#### Text for analysis:
Rapid Malaria Tests Work, but With Unexpected Drawbacks

A health care worker taking a blood sample of a mother to test for malaria in Lagos, Nigeria. A study found that rapid tests have greatly improved treatment, but that many people who tested positive still did not get the proper drugs or were overprescribed antibiotics.Credit...Pius Utomi Ekpei/Agence France-Presse — Getty Images

Rapid diagnostic tests have greatly improved malaria treatment in the last decade, but they also had some unexpected bad consequences, a large new study has found.

As hoped, the tests — which use only a drop of blood and provide results in about 15 minutes — substantially decreased how many patients with fever were incorrectly given or sold malaria drugs when they did not have malaria.

But the number of patients who got antibiotics instead shot up, even if they were not tested for bacterial infections — a practice that encourages the emergence of drug-resistant germs.

The study also found that a disturbing number of people who tested positive for malaria still did not get malaria drugs. At five of eight testing sites in Africa, more than 20 percent did not.

#### Information:
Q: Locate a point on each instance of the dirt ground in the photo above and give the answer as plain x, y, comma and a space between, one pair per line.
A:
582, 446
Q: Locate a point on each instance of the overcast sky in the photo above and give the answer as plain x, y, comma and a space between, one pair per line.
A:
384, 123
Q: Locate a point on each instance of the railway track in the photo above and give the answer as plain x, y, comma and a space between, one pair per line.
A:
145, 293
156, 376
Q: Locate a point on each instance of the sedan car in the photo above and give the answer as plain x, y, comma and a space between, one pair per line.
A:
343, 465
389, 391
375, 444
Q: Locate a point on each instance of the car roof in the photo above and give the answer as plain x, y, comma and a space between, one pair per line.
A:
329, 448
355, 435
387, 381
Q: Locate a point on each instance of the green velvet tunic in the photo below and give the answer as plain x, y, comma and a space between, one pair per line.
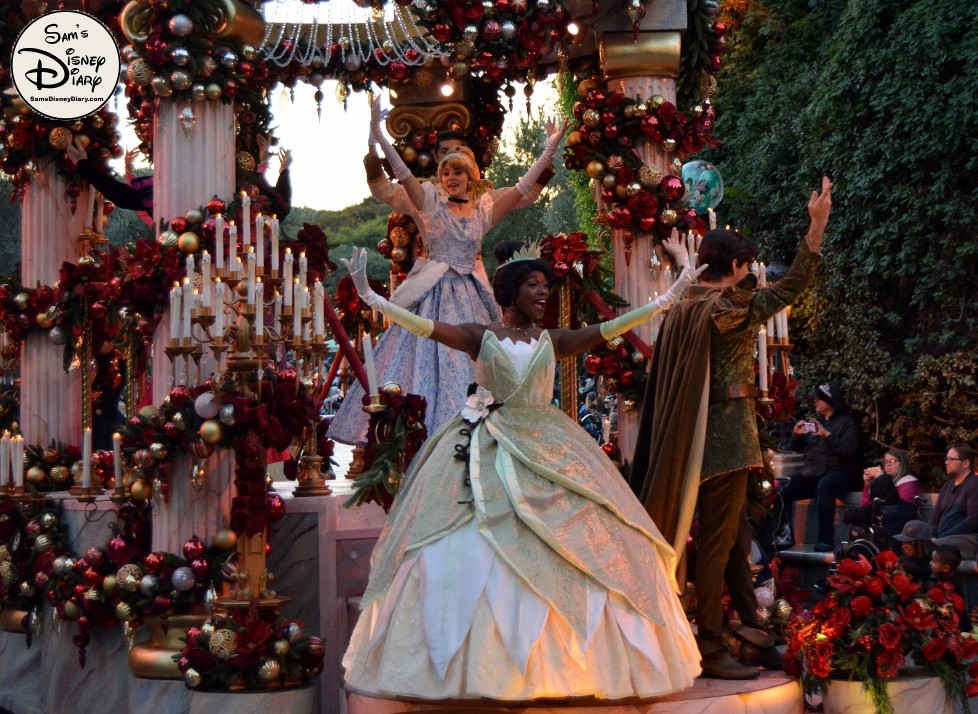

#### Try it:
Copy out the whole article on rapid malaria tests word for word.

#### Exercise output:
Rapid Malaria Tests Work, but With Unexpected Drawbacks

A health care worker taking a blood sample of a mother to test for malaria in Lagos, Nigeria. A study found that rapid tests have greatly improved treatment, but that many people who tested positive still did not get the proper drugs or were overprescribed antibiotics.Credit...Pius Utomi Ekpei/Agence France-Presse — Getty Images

Rapid diagnostic tests have greatly improved malaria treatment in the last decade, but they also had some unexpected bad consequences, a large new study has found.

As hoped, the tests — which use only a drop of blood and provide results in about 15 minutes — substantially decreased how many patients with fever were incorrectly given or sold malaria drugs when they did not have malaria.

But the number of patients who got antibiotics instead shot up, even if they were not tested for bacterial infections — a practice that encourages the emergence of drug-resistant germs.

The study also found that a disturbing number of people who tested positive for malaria still did not get malaria drugs. At five of eight testing sites in Africa, more than 20 percent did not.